→ **Assigned task**:
Would you restate each entry word for word, omitting the pictures?
::: Task material
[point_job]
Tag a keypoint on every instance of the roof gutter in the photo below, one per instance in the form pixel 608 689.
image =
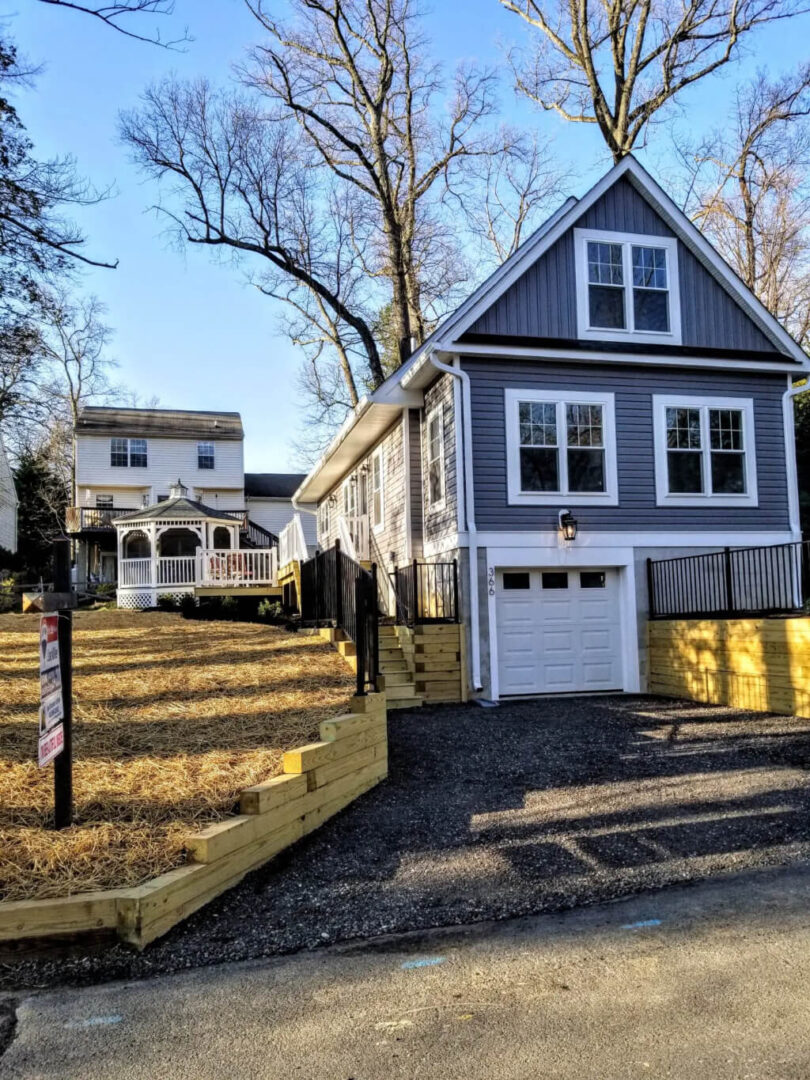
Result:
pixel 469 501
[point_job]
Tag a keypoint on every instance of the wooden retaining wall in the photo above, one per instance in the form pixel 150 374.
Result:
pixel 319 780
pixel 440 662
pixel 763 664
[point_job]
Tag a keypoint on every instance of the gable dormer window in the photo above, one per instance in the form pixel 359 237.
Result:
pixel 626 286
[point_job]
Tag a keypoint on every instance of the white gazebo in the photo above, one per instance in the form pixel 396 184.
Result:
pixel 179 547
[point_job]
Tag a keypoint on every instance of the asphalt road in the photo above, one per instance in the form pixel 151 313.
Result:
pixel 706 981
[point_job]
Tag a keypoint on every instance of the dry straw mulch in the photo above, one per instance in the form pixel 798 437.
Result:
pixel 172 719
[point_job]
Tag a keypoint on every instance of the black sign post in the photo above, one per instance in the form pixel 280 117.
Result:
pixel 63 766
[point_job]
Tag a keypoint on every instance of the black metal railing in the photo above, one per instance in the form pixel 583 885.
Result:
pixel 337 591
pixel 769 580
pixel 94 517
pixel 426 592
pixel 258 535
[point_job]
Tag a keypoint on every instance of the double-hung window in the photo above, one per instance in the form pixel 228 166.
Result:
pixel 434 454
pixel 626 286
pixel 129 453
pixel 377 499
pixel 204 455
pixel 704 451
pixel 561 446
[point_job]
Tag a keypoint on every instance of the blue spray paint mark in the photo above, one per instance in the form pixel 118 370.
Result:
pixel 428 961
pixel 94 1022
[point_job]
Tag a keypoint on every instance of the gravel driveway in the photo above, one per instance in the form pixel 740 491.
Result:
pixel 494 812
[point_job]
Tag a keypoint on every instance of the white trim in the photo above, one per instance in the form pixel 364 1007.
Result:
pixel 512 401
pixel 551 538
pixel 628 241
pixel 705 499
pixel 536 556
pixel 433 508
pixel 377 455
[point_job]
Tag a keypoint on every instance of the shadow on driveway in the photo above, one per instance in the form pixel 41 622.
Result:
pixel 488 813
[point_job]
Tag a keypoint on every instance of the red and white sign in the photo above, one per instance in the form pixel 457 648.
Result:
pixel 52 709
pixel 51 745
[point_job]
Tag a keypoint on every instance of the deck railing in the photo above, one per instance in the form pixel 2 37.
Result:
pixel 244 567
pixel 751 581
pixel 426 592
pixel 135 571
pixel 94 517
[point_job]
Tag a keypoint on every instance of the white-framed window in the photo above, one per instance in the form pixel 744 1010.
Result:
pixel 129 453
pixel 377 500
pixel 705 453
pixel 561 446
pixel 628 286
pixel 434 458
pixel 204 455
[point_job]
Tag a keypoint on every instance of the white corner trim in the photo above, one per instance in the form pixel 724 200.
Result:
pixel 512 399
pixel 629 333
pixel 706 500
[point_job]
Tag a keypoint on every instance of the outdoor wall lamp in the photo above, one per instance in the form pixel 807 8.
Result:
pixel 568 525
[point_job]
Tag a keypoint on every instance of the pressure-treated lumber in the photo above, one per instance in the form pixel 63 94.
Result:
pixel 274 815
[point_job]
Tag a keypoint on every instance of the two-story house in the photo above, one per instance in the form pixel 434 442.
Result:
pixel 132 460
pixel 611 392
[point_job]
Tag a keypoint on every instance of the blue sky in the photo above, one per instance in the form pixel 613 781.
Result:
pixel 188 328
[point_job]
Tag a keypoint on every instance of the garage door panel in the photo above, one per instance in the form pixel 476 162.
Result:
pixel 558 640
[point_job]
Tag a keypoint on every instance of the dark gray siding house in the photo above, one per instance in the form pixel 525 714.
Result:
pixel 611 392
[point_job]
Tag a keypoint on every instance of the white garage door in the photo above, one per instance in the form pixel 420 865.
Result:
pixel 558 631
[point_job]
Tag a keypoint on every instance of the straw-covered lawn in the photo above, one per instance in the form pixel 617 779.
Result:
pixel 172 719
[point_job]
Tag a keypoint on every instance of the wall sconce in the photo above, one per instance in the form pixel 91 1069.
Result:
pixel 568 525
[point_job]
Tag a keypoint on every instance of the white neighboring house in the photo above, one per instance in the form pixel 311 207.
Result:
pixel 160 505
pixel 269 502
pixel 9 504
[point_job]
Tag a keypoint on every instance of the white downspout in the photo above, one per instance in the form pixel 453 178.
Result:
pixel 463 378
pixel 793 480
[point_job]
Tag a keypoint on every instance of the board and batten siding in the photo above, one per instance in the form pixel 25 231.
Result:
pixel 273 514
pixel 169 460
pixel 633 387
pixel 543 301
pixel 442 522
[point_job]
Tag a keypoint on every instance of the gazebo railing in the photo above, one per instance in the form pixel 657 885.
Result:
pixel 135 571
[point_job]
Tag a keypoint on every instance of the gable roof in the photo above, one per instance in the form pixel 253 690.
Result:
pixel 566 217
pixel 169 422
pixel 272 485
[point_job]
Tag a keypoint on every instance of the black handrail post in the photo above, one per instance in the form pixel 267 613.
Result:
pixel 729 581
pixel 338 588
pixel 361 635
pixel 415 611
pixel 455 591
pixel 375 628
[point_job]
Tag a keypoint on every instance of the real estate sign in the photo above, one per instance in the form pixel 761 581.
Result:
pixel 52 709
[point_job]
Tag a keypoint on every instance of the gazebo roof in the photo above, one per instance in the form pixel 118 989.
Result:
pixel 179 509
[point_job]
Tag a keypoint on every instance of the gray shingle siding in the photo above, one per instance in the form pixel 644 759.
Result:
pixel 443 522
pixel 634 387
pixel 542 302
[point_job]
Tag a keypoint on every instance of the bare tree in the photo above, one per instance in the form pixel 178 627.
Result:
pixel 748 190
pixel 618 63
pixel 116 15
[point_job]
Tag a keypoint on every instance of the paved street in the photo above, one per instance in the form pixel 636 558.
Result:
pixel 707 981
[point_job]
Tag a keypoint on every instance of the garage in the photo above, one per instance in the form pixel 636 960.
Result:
::::::
→ **Task answer**:
[point_job]
Tag a keypoint on every instance of the roof gutter in the photo below, one per instance in the form pixel 608 689.
image =
Result:
pixel 469 501
[point_job]
Tag a keypoint on every instance of the wooden retaining wall in the photo above, one per instance in the form pixel 150 374.
Result:
pixel 319 780
pixel 440 662
pixel 763 664
[point_job]
Tag a keypoint on every instance of the gable dormer window in the photo above, one per instance in the form pixel 359 237.
Result:
pixel 626 286
[point_job]
Tag a keypoint on every instance of the white gazebo in the photo above, one per instance in the form pixel 396 184.
Result:
pixel 179 547
[point_job]
Tag a keypoint on every instance of the asphalt road in the photo above, one per instance in the form pixel 151 313.
Result:
pixel 706 981
[point_job]
Tag a keypoint on every instance of the dry straw mulch in the photo above, one per instance in the form pixel 798 437.
Result:
pixel 172 719
[point_job]
Tag a keypoint on every instance of the black sign post in the photo above, one per instance in the form pixel 280 117.
Result:
pixel 63 766
[point_job]
Tag a keypoint on every instance of the black metal railing in the photo above, one per instance in the form pixel 583 885.
Result:
pixel 337 591
pixel 769 580
pixel 94 517
pixel 426 592
pixel 258 535
[point_job]
Tag a keypoint on every instance of the double-hung window in the photo above, one per instance in the form pixel 228 166.
Result:
pixel 434 454
pixel 626 286
pixel 129 453
pixel 377 499
pixel 204 455
pixel 704 451
pixel 561 446
[point_job]
Tag a keypoint on every instance of the blue spray paint mark in the photo above, one per instance in the form pixel 118 370.
Result:
pixel 428 961
pixel 94 1022
[point_job]
Tag a keypoint on every instance of the gravel driveway in the photo above, one per instance in the form pixel 740 491.
Result:
pixel 494 812
[point_job]
Tag a keypoint on every instance of the white trim in the photo above, one per instance in the form pixel 364 1007.
Result:
pixel 512 401
pixel 551 538
pixel 628 241
pixel 705 499
pixel 536 556
pixel 433 508
pixel 377 455
[point_job]
Tag a keypoint on every instance of the shadow on driveway in the photo above, one per instance in the form pixel 41 622.
Result:
pixel 488 813
[point_job]
Tag a keypoint on every instance of the red and white sign in the photo above, one per instance in the form pixel 457 648.
Result:
pixel 52 709
pixel 51 745
[point_job]
Tag a keypoint on every instance of the deck railing in the photo above, one per instance in the form pixel 2 37.
Result:
pixel 244 567
pixel 751 581
pixel 426 592
pixel 135 571
pixel 94 517
[point_job]
Tag a keypoint on every instance of the white-framed window in the photo above, one per instance in the form pixel 744 1010.
Result:
pixel 129 453
pixel 377 500
pixel 705 453
pixel 561 446
pixel 628 286
pixel 434 458
pixel 204 455
[point_job]
Tag a keypoint on every instance of the white corner trim in the photo above, one per instance in the form pixel 724 200.
Result:
pixel 512 399
pixel 629 333
pixel 706 500
[point_job]
Tag a keypoint on every instance of the outdoor wall lamp in the photo above, one per instance in the form pixel 807 8.
Result:
pixel 568 525
[point_job]
Tag a keypoint on every instance of the pressure-treated lumber in the photo above, one per instance in the form pixel 63 94.
Result:
pixel 274 815
[point_job]
Tag a keypoint on every instance of the two-story house in the photo above, one per instance in the form pixel 434 442.
Result:
pixel 132 460
pixel 611 392
[point_job]
Tag a keypoint on every instance of the blue sky in the photo above, one per instance in the form pixel 613 781.
Result:
pixel 188 328
[point_job]
Tag a keypoint on every instance of the garage door panel in the photo above, one per instance in the form pixel 476 162.
Result:
pixel 558 640
[point_job]
Tag a keypoint on every instance of the dark gray siding house in the photo above, one per instance in the form pixel 525 714.
Result:
pixel 611 392
[point_job]
Tag a keypoint on every instance of the white garage door in the photo above, one per instance in the form pixel 420 865.
Result:
pixel 558 631
[point_job]
Tag a keypoint on every instance of the straw-covered lawn in the photo above, one per instance in the form pixel 617 779.
Result:
pixel 172 719
[point_job]
Tag a keypoint on every instance of the wall sconce in the photo above, one per instance in the form pixel 91 1069.
Result:
pixel 568 525
[point_job]
Tag a keypoint on every instance of the white neighboring house in the photo above, one per instance in the form pixel 311 207.
Result:
pixel 160 505
pixel 269 502
pixel 9 504
[point_job]
Tag a keypoint on every instance of the white downspout in the photo above, one per instance in the form pixel 453 178.
Result:
pixel 463 378
pixel 793 480
[point_job]
Tag a keypoint on every instance of the board and batten siding in the photo above, one per instance in the form pixel 25 231.
Result:
pixel 273 514
pixel 169 460
pixel 633 387
pixel 543 301
pixel 442 522
[point_job]
Tag a keypoint on every instance of the gazebo railing in the photo above, one per instance in the form pixel 657 885.
Result:
pixel 135 571
[point_job]
Tag a keypoint on every instance of the gable roof in the photo above, one per instance in the form pixel 253 690.
Result:
pixel 566 217
pixel 169 422
pixel 272 485
[point_job]
Tag a keypoint on every instance of the black handrail post in the photo above, one per instance in the form pixel 267 613.
Result:
pixel 729 581
pixel 338 588
pixel 361 635
pixel 415 611
pixel 455 591
pixel 375 628
[point_job]
Tag a keypoint on every instance of the real estate sign in the photo above, one per instance in the form pixel 761 581.
Result:
pixel 52 709
[point_job]
Tag a keypoint on every instance of the gazebo roof in the photo above, one per instance in the form pixel 118 989.
Result:
pixel 179 509
[point_job]
Tag a keypoint on every instance of the gray shingle siding in the photo above, one per instance in the form pixel 644 759.
Result:
pixel 443 522
pixel 634 387
pixel 542 302
[point_job]
Tag a keypoint on every instance of the bare tree in the photo above, one per instance in the form pixel 178 627.
Result:
pixel 748 190
pixel 618 63
pixel 116 15
[point_job]
Tag a keypoint on every instance of the paved street in the photo above, one per instance in the form pixel 636 558.
Result:
pixel 707 981
[point_job]
Tag a keypoint on every instance of the garage in the photo above, one per instance in the form pixel 636 960.
Result:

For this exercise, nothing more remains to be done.